John P. Meier, Cerf, Lectio divina, 2005, 1342 p.
Jérôme Levie

Le second tome du projet exégétique de Meier – créer un document « consensuel » sur le Jésus historique - applique la méthode détaillée par le premier (mais projet et méthode sont récapitulés au début de ce second tome, ainsi rendu autonome) à trois sujets majeurs : Jean-Baptiste et ses rapports à Jésus, la prédication du Royaume et le message de Jésus, les miracles. Les trois sujets ont en commun d’être centraux pour la personne, le message et la vie de Jésus, et d’être attestés historiquement et de façon multiple.

Comme le titre du premier chapitre, « Jean sans Jésus », l’indique, Meier évite de ne voir Jean-Baptiste qu’à travers son influence sur Jésus. L’auteur règle son compte à l’hypothèse faisant de Jean-Baptiste un essénien, les traits le distinguant de Qumrân étant trop importants : Jean donne le baptême une fois pour toutes, et en son nom (jusqu’à être connu sous le nom de « Baptiste »), son message s’adresse à tout Israël, sans différences, sans souci d’observance légale, ni de l’avenir du Temple, même restauré, sans le projet de créer une communauté sectaire au sein du judaïsme. Les sources nécessitent une étude critique, Flavius Josèphe enlevant systématiquement ses traits escha-tologiques, et les évangélistes étant soucieux de le rendre inoffensif pour les communautés chrétiennes. Le portrait historique qui se dégage est celui d’un prophète juif eschatologique avec quelques traits apocalyptiques, prêchant un jugement imminent, et administrant un baptême unique, qui exprime le repentir, annonce et garantit la purification finale des péchés et qu’accomplira dans l’esprit « celui qui est plus fort » (Lc 3, 15).

L’auteur traite ensuite des relations de Jésus et de Jean, via la tradition du Baptême et les paroles de Jésus sur Jean et de Jean sur Jésus. Il conclut, au moyen du critère d’embarras, à l’historicité du baptême de Jésus par Jean, « point de départ historique solide pour toute étude du ministère public de Jésus » (p. 90) – conclure quoi que ce soit sur sa signification pour Jésus, outre son adhésion à l’attente eschatologique, serait en revanche plus qu’hasardeux – et il considère comme probable qu’il ait passé quelque temps parmi le cercle des disciples proches qui suivaient Jean (rien n’est sûr à cet égard, et la plupart des « baptisés » retournaient à leur vie habituelle une fois le baptême reçu). Les questions de Jean sur l’identité de Jésus paraissent historiques, étant donné qu’elles ne sont pas suivies d’une reconnaissance par Jean de sa messianité.

=== DONNÉES FOURNIES ===
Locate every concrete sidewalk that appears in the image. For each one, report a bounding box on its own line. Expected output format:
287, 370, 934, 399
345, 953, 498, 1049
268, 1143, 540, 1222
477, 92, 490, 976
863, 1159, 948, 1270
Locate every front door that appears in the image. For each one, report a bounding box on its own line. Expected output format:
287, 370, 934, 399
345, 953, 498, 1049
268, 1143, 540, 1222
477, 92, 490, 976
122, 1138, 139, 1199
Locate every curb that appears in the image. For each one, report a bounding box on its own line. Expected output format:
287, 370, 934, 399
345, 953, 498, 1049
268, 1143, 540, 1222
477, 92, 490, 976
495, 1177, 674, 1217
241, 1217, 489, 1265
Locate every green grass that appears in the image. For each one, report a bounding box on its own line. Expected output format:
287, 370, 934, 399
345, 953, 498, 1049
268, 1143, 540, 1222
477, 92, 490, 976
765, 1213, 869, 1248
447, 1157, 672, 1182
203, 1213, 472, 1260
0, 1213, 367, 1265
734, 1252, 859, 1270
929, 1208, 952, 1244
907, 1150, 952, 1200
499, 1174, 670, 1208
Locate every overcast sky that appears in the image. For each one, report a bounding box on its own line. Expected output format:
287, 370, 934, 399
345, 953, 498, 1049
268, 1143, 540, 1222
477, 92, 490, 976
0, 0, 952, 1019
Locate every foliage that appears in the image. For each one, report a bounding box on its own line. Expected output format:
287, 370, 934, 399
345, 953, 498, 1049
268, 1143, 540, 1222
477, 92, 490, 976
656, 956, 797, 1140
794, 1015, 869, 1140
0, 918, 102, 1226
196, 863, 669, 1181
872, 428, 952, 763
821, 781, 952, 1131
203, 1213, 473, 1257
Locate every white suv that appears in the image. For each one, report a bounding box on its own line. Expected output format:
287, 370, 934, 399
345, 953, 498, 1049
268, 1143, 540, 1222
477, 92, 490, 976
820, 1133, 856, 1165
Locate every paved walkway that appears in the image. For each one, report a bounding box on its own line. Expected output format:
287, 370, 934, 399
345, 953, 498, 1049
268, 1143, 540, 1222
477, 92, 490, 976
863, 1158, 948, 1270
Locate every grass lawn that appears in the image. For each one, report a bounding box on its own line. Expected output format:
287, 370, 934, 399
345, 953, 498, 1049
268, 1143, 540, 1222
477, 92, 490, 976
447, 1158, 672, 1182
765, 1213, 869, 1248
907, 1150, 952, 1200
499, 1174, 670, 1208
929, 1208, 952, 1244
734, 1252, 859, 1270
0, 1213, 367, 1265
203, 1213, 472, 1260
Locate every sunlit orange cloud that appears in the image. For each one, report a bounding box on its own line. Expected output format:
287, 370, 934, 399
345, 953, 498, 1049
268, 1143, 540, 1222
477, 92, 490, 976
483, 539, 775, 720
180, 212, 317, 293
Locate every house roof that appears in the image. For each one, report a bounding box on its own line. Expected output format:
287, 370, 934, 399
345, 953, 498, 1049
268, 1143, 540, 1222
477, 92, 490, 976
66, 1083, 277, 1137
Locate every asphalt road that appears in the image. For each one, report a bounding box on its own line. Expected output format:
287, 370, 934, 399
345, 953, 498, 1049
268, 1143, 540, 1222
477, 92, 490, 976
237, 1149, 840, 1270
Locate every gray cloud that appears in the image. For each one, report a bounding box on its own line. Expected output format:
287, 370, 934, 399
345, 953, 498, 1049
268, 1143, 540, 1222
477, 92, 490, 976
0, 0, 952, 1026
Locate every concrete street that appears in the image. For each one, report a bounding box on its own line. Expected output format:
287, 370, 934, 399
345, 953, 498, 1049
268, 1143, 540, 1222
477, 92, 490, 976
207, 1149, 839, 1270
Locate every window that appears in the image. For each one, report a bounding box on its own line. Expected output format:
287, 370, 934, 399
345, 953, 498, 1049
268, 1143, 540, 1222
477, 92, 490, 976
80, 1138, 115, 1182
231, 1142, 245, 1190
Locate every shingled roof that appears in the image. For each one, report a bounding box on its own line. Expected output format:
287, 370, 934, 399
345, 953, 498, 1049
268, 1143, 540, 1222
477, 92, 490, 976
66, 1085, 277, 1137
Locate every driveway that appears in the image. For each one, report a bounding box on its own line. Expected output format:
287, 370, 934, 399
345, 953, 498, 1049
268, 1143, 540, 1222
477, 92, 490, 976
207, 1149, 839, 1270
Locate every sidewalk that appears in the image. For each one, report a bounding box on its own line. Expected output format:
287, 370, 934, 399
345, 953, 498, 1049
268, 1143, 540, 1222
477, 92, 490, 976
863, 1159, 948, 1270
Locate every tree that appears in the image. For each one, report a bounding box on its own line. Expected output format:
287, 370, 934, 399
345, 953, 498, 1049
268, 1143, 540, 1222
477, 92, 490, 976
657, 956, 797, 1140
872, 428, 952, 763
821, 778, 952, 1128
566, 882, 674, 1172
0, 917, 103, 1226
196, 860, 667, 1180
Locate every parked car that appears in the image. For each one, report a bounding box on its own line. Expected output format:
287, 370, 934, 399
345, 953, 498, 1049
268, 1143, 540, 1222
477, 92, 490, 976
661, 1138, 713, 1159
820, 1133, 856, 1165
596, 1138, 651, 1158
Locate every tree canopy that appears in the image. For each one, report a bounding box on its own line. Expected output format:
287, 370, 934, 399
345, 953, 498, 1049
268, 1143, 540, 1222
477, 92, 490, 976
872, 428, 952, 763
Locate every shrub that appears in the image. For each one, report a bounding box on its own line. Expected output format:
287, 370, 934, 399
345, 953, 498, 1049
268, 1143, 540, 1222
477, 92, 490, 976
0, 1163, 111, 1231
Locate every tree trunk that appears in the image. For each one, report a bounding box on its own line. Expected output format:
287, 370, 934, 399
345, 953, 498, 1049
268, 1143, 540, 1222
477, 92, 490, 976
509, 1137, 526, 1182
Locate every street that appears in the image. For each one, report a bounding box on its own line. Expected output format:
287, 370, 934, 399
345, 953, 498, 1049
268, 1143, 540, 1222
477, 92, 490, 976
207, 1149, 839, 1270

=== LISTE DES TÂCHES ===
1. D'après l'extrait sur l'ouvrage de Meier, quels sont les trois sujets majeurs abordés dans ce second tome ?
2. Prolongez l'extrait sur l'ouvrage de Meier par un paragraphe qui commence après sa dernière phrase.

=== RÉPONSES ===
1. Jean-Baptiste et ses rapports à Jésus, la prédication du Royaume et le message de Jésus, les miracles.

2.
Meier souligne l’importance de l’étude de Jean pour comprendre Jésus : peut-on comprendre un penseur religieux sans comprendre son maître ? Jésus accepta le baptême, qu’il reprit dans sa propre pratique, il accepta le thème du jugement imminent et du besoin de changer de vie. Ceci marque d’autant mieux l’originalité dont le ministère de Jésus fit preuve après qu’il eut quitté Jean avec certains des disciples de celui-ci : loin de se cantonner au Jourdain, il parcourt tout le territoire d’Israël, allant en particulier à la rencontre des marginaux, dont les collecteurs d’impôts ; il déplace l’accent de sa prédication sur la joie du salut, sur le bonheur, l’expérience de la miséricorde divine et du Royaume, que les repentis peuvent ressentir dès à présent, dans les banquets partagés et les miracles.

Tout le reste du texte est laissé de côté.